Task brief:
Copy out all of the records. Keep every word exact.
======== Information provided ========
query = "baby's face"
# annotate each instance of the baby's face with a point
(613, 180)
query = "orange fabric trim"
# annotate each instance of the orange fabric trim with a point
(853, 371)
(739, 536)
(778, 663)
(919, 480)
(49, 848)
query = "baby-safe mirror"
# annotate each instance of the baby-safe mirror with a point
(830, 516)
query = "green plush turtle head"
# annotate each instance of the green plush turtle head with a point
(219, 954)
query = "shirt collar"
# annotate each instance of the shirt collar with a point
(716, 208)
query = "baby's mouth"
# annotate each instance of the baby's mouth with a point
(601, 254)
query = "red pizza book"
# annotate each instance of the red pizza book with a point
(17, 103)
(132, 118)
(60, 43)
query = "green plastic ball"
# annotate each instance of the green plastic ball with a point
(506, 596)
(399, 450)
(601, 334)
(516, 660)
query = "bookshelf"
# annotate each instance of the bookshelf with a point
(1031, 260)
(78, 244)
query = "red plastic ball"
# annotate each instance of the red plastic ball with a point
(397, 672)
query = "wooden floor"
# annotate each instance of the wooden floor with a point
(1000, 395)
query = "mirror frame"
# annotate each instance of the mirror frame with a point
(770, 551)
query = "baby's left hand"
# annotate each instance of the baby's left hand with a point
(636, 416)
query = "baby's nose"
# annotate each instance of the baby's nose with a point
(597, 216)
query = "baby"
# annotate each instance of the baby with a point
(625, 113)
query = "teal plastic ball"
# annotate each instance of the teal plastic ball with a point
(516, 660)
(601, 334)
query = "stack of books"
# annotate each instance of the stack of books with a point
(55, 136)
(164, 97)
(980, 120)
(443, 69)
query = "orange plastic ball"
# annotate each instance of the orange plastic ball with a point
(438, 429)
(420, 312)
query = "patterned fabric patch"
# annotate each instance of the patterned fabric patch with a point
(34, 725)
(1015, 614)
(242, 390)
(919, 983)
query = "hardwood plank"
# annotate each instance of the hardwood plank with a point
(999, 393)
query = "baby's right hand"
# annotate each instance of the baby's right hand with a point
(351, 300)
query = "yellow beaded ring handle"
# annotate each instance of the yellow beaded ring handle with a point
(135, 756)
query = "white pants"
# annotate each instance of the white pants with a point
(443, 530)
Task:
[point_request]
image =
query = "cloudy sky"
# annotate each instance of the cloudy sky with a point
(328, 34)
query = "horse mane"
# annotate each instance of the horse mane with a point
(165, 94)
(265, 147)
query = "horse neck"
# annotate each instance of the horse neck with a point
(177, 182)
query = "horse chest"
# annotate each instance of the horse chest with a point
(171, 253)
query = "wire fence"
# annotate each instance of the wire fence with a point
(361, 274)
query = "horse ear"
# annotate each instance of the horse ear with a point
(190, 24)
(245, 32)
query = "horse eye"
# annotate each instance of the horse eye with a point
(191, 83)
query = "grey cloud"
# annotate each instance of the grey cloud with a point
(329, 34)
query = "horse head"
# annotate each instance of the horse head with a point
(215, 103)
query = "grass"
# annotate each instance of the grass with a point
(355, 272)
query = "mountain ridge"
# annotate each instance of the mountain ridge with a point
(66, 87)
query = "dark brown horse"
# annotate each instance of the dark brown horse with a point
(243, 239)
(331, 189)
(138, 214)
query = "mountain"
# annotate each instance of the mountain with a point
========
Task result:
query = "baby's face"
# annotate each instance of the baby's face with a point
(613, 180)
query = "orange fabric trim"
# annotate each instance of the orange fabric trim with a point
(853, 371)
(739, 536)
(778, 663)
(919, 480)
(49, 848)
query = "baby-safe mirror"
# annotate each instance of the baby-safe mirror with a point
(830, 516)
query = "green plush turtle head"
# annotate each instance of the green plush turtle head with a point
(219, 954)
query = "shirt collar"
# annotate each instance of the shirt collar with a point
(716, 208)
query = "baby's mouth"
# annotate each instance of the baby's mouth with a point
(601, 254)
query = "red pizza book"
# annotate each instance of the red pizza book with a point
(17, 103)
(132, 118)
(60, 43)
query = "green plastic ball"
# annotate each instance of the green plastic ball with a point
(506, 596)
(399, 450)
(601, 334)
(516, 660)
query = "bookshelf"
# annotate each instance of the bookshelf with a point
(1031, 260)
(78, 244)
query = "red plastic ball"
# annotate each instance of the red plastic ball with a point
(397, 672)
query = "wooden floor"
# annotate each instance of the wooden floor with a point
(1000, 395)
query = "mirror frame"
# annotate each instance of the mirror frame with a point
(770, 551)
query = "baby's left hand"
# annotate each instance of the baby's left hand with a point
(636, 416)
query = "baby's nose"
# annotate each instance of the baby's nose with a point
(597, 216)
query = "baby"
# annotate each instance of the baby with a point
(625, 113)
query = "teal plastic ball"
# annotate each instance of the teal plastic ball with a point
(516, 660)
(601, 334)
query = "stack of books"
# annotate each instance of the stack of books with a point
(55, 136)
(164, 97)
(980, 120)
(443, 69)
query = "orange plastic ball"
# annotate each instance of the orange plastic ball with a point
(438, 429)
(420, 312)
query = "patterned fabric patch"
# annotate each instance of the patterned fabric patch with a point
(34, 725)
(1015, 614)
(242, 390)
(919, 983)
query = "hardwood plank"
# annotate each instance of the hardwood plank with a point
(999, 393)
query = "baby's right hand"
# annotate each instance of the baby's right hand with a point
(351, 300)
query = "yellow beaded ring handle"
# annotate each instance of the yellow beaded ring handle with a point
(135, 756)
query = "white pants"
# annotate each instance of the white pants with a point
(443, 530)
Task:
[point_request]
image =
query = "cloudy sky"
# annotate each instance of the cloudy sky with a point
(328, 34)
query = "horse mane"
# annotate each instance of the horse mane with a point
(165, 94)
(265, 147)
query = "horse neck"
# annotate each instance of the horse neck with a point
(177, 182)
query = "horse chest"
# annotate each instance of the horse chest with a point
(171, 253)
query = "wire fence"
# annotate each instance of the wire fence with a point
(361, 274)
query = "horse ear"
# annotate each instance of the horse ear with a point
(190, 24)
(245, 32)
query = "horse eye"
# annotate each instance of the horse eye with a point
(191, 83)
query = "grey cloud"
# annotate each instance of the grey cloud with a point
(329, 34)
query = "horse head"
# annotate each instance of the horse head with a point
(215, 103)
query = "grass"
# annotate each instance of the grass with a point
(355, 272)
query = "mountain ridge"
# annotate each instance of the mountain ridge with a point
(66, 87)
query = "dark brown horse"
# annotate each instance of the dark brown horse with a point
(243, 239)
(331, 189)
(138, 214)
query = "mountain"
# annotate each instance of the mountain with a point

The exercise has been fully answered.